Exercise task
Copy the entries from the start through the line with "x=471, y=719", and change every "Format sample" to "Sample layout" while leaving everything else unchanged.

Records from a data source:
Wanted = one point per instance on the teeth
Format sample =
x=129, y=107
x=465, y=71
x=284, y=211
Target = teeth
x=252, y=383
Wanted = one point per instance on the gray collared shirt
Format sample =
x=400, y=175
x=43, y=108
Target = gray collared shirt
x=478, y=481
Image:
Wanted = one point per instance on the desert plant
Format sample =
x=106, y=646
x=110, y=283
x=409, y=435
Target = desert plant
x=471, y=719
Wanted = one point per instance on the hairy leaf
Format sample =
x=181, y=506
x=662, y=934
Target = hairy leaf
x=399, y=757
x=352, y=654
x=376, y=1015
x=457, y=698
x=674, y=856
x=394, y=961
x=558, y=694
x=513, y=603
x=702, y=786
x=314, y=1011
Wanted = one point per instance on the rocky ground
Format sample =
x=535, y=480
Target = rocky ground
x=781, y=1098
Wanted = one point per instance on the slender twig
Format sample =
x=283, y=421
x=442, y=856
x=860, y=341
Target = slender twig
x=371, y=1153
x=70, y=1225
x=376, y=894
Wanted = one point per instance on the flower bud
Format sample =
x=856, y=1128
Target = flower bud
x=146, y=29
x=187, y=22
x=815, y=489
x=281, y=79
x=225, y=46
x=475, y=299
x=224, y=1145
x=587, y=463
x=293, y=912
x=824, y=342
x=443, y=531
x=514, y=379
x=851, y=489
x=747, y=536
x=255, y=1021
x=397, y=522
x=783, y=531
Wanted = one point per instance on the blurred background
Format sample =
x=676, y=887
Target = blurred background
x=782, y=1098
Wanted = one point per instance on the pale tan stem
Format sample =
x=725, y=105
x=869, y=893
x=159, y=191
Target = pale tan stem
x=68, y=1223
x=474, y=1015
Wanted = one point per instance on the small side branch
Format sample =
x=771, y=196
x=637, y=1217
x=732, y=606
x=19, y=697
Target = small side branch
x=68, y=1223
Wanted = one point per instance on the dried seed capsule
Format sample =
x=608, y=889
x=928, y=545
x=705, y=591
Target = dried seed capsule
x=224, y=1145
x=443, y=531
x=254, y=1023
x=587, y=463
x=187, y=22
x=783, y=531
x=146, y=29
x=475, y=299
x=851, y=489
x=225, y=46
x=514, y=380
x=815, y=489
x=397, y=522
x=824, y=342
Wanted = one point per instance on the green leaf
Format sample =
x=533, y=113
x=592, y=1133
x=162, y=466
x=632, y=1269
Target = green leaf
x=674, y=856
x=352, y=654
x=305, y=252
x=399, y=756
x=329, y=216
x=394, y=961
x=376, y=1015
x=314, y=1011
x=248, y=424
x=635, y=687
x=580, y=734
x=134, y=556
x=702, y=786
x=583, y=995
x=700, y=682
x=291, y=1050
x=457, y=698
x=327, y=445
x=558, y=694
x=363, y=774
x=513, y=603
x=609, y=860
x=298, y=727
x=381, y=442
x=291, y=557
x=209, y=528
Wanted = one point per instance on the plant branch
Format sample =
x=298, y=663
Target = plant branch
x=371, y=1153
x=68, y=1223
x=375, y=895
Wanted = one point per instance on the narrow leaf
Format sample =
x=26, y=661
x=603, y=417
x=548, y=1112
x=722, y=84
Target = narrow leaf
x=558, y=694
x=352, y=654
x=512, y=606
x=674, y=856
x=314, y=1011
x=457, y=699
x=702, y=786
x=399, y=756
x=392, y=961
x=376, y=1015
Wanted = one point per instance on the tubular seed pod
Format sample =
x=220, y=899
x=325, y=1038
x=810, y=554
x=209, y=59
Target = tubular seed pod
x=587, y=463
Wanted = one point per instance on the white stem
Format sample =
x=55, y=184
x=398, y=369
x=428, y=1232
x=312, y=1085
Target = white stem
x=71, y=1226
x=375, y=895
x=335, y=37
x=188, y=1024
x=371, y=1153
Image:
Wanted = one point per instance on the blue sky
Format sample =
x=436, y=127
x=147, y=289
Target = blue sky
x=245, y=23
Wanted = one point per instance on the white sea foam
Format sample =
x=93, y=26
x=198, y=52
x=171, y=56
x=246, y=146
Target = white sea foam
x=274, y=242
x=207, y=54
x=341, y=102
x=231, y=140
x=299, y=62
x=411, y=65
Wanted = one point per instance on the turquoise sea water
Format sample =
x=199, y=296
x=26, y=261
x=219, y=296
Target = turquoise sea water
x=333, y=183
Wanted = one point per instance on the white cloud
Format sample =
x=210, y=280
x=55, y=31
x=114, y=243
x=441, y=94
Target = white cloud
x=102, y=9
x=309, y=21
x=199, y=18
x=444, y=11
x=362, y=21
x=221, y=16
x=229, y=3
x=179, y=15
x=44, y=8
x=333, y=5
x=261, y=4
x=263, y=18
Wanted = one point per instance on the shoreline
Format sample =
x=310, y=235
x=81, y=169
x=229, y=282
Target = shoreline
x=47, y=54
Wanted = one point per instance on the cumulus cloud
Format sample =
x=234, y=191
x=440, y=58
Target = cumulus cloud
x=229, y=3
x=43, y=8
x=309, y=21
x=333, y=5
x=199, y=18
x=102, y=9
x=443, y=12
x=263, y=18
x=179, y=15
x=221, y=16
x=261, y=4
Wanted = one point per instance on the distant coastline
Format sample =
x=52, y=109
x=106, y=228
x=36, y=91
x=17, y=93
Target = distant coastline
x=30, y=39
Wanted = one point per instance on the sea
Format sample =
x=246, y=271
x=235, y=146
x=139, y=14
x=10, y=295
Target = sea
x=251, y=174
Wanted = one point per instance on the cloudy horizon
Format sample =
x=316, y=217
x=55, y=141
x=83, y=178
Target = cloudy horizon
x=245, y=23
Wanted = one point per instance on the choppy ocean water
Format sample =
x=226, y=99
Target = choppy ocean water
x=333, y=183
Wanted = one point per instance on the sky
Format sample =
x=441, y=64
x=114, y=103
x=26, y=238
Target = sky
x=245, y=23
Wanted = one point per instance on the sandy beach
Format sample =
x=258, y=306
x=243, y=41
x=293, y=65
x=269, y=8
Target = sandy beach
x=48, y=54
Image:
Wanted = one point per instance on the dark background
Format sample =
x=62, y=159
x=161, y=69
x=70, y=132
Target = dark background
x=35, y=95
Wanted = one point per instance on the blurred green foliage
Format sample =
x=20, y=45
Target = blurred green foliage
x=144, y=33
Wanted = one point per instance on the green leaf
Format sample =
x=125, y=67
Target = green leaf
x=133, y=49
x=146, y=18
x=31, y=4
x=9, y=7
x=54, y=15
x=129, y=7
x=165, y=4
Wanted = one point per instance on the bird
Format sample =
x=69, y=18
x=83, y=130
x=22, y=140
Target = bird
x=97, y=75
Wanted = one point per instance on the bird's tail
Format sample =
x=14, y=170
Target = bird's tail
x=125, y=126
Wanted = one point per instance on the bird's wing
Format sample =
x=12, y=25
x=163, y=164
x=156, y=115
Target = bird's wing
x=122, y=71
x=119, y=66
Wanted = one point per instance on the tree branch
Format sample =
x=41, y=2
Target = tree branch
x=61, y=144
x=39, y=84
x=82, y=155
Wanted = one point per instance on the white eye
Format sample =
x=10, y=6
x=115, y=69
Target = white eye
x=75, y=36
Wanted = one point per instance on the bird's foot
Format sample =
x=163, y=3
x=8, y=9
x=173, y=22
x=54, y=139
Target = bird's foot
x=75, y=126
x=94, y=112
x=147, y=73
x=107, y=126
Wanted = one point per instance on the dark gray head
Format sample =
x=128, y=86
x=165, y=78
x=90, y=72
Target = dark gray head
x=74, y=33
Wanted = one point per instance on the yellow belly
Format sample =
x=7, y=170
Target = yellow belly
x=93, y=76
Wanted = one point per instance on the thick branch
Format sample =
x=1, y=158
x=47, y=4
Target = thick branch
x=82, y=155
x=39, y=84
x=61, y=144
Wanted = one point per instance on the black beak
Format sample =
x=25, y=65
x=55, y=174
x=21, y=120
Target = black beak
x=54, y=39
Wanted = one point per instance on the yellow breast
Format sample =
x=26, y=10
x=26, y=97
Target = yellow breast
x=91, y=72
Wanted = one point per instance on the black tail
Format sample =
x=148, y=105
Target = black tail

Result of this exercise
Wanted = one point per instance on the teeth
Sample layout =
x=129, y=107
x=465, y=71
x=284, y=211
Target = teeth
x=252, y=383
Wanted = one point per instance on the gray collared shirt
Sample layout =
x=400, y=175
x=43, y=108
Target = gray collared shirt
x=478, y=481
Image:
Wanted = one point per instance on the desert plant
Sample layout =
x=106, y=646
x=110, y=283
x=409, y=435
Target = desert plant
x=471, y=719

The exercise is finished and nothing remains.